Source records
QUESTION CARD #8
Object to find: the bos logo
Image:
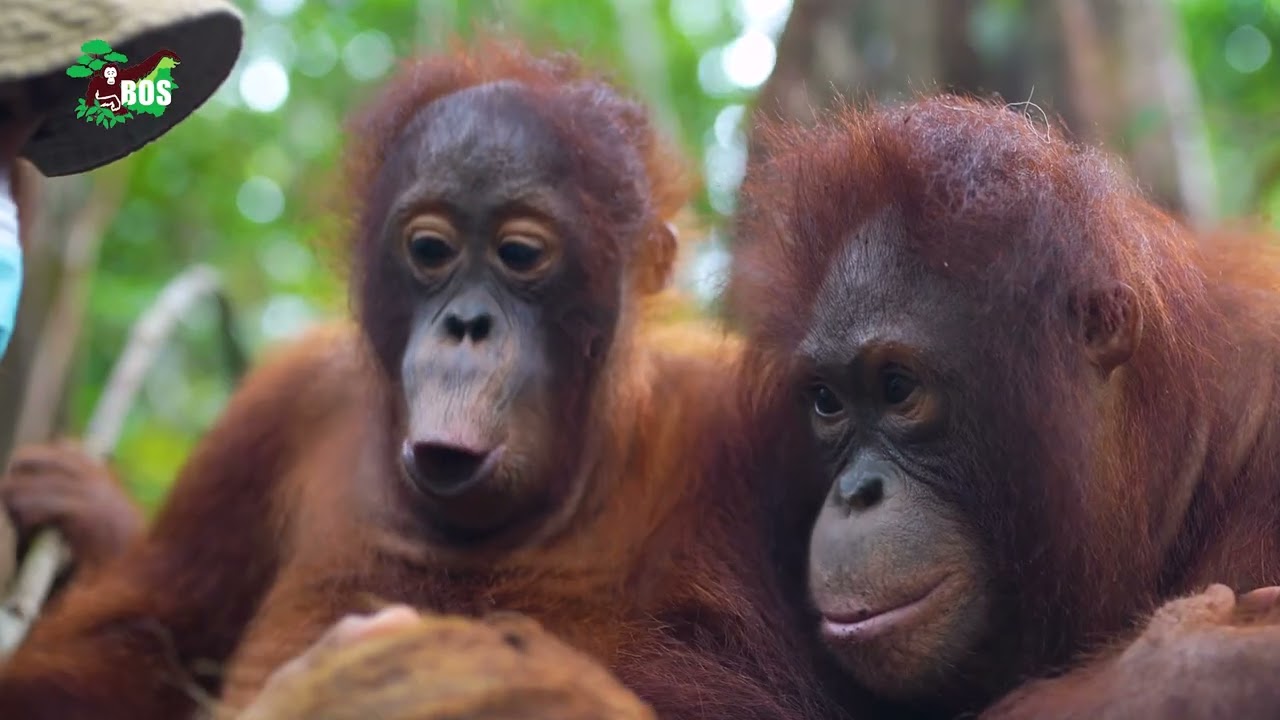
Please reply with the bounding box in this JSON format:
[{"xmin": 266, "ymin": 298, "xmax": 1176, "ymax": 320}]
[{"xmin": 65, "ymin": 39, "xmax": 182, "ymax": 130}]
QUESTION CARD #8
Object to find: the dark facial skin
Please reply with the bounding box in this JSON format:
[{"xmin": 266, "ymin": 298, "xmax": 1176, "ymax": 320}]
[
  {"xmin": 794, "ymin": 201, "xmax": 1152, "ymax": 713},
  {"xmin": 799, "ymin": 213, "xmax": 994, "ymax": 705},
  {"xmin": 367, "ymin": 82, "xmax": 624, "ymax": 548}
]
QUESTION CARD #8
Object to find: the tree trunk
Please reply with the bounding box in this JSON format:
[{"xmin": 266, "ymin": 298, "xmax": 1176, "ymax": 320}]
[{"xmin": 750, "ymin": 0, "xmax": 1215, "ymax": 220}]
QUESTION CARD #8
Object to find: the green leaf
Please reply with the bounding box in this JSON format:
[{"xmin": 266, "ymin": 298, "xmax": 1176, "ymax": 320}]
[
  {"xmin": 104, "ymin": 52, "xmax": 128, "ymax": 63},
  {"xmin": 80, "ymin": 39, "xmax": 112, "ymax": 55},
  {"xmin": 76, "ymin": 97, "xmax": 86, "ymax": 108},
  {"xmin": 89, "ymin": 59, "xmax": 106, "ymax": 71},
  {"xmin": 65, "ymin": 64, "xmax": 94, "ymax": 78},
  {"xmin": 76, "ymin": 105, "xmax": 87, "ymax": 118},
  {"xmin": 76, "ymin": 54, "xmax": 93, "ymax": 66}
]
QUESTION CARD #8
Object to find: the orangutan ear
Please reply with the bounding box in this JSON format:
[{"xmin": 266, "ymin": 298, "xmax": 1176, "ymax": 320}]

Instructions to follow → Please write out, exactly as they appear, the line that contains "Object to find: the green leaf" and every line after it up to the end of the entries above, and no others.

Answer section →
Object to find: the green leaf
Please reply with the bounding box in this JSON format:
[{"xmin": 266, "ymin": 298, "xmax": 1176, "ymax": 320}]
[
  {"xmin": 104, "ymin": 52, "xmax": 128, "ymax": 63},
  {"xmin": 80, "ymin": 39, "xmax": 112, "ymax": 55},
  {"xmin": 76, "ymin": 97, "xmax": 86, "ymax": 108},
  {"xmin": 89, "ymin": 59, "xmax": 106, "ymax": 71},
  {"xmin": 65, "ymin": 64, "xmax": 94, "ymax": 78},
  {"xmin": 76, "ymin": 105, "xmax": 87, "ymax": 118},
  {"xmin": 76, "ymin": 54, "xmax": 93, "ymax": 66}
]
QUESTION CARD #8
Object to find: the orangutan ear
Please reply with the bounding box in this JSON format:
[{"xmin": 266, "ymin": 298, "xmax": 1176, "ymax": 320}]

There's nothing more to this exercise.